(Stated exercise): Can you arrange the listing below as a two-column CSV headed instruction and polygons, with each instruction and its answer on one row, every field in double quotes, and line breaks turned into spaces? Leave the pictures out.

(Dataset records):
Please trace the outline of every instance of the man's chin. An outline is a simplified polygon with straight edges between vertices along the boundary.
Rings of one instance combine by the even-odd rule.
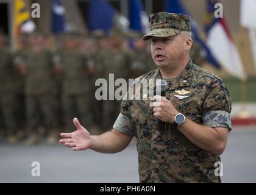
[[[168,65],[166,63],[157,63],[156,65],[159,68],[165,68],[168,66]]]

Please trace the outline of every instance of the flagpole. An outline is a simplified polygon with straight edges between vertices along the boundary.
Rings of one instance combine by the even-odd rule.
[[[240,102],[241,110],[238,114],[238,117],[241,119],[246,119],[251,117],[251,113],[246,110],[246,81],[245,79],[240,82]]]
[[[241,36],[240,41],[241,44],[240,44],[241,48],[241,51],[243,53],[246,51],[246,46],[244,44],[244,36]],[[247,79],[242,79],[240,80],[240,103],[241,110],[238,112],[237,116],[241,119],[246,119],[252,116],[251,113],[246,109],[246,101],[247,101]]]

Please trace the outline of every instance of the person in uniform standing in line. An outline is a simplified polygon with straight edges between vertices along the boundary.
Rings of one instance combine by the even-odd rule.
[[[148,99],[124,99],[112,130],[98,136],[74,118],[77,130],[61,133],[60,142],[74,151],[115,153],[136,136],[141,182],[220,182],[215,165],[232,129],[229,91],[219,77],[190,58],[190,16],[162,12],[151,14],[149,23],[151,30],[143,39],[151,40],[158,68],[137,81],[166,80],[166,97],[154,96],[153,107]],[[149,88],[155,85],[151,82]],[[136,93],[132,87],[129,91]],[[158,128],[158,119],[165,128]]]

(Solution to this task):
instruction,polygons
"Please trace the outline of every instance of the man's chin. An outline is a simplified polygon with straight edges between vertices along the boundary. Rings of one instance combine by the even-odd rule.","[[[168,65],[166,63],[157,63],[156,65],[159,68],[165,68],[168,66]]]"
"Please trace the outline of every instance of the flagpole. An outline is a simplified polygon with straight edges between vertices along the boundary. Rings of one instance combine by the even-odd rule.","[[[240,102],[241,110],[238,114],[238,117],[241,119],[246,119],[251,117],[251,113],[246,110],[246,81],[245,79],[240,82]]] [[[241,36],[240,41],[241,44],[240,44],[241,48],[241,51],[243,53],[246,51],[246,46],[244,44],[244,36]],[[247,79],[242,79],[240,80],[240,103],[241,110],[238,112],[237,116],[241,119],[246,119],[252,116],[251,113],[246,109],[246,101],[247,101]]]"
"Please trace the outline of every instance of the person in uniform standing in line. An outline is a simplified polygon with straight edges between vertices along the boundary. Rings of one instance combine by the even-odd rule.","[[[148,99],[124,99],[112,130],[98,136],[74,118],[77,130],[61,133],[60,142],[74,151],[115,153],[136,136],[141,182],[220,182],[215,165],[232,129],[229,91],[219,77],[190,58],[190,16],[162,12],[151,14],[149,23],[151,30],[143,39],[151,40],[158,68],[137,81],[166,80],[166,97],[154,96],[153,107]],[[149,88],[155,85],[151,82]],[[136,93],[132,87],[129,91]],[[158,128],[158,119],[165,128]]]"